» Given records
● ● ● ● ● ● ●

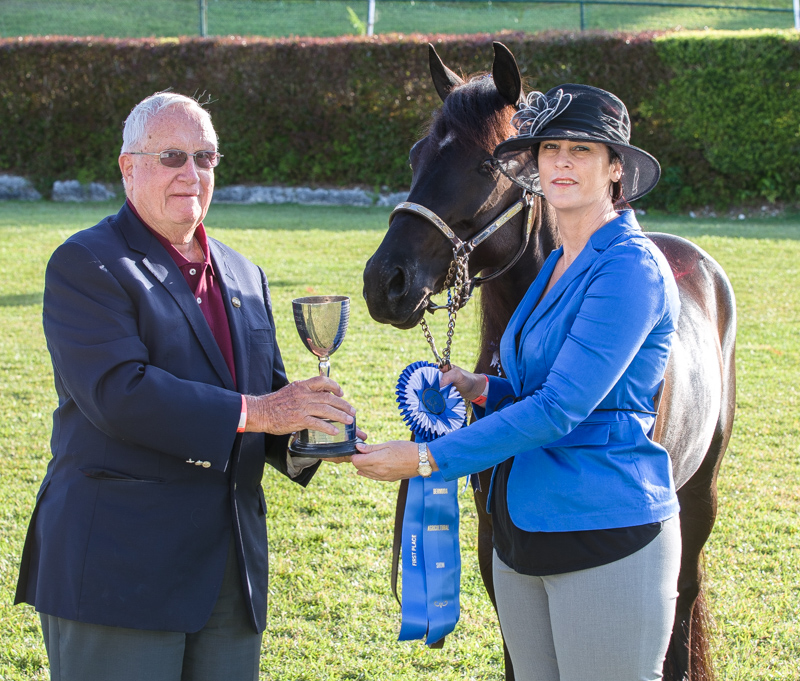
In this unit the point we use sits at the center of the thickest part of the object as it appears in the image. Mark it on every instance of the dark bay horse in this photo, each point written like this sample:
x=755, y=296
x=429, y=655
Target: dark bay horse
x=455, y=177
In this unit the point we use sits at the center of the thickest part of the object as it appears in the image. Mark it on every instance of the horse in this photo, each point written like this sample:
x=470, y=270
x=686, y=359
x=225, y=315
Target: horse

● ● ● ● ● ● ●

Could you copy all of the entries above exactly, without the pictures?

» Written response
In this unit the point we use sits at the center of the thickest part of the object as it appears in the image. Mark it on every instance of the dark bay horse in this photo, each point written like this sample:
x=755, y=296
x=429, y=655
Target: dark bay horse
x=455, y=177
In this unit the point we use sits at the center of the thickest part of the object as it appears in the image. Mark it on every instance of the horse in this photo, each point written like this sample:
x=470, y=270
x=686, y=359
x=225, y=315
Target: horse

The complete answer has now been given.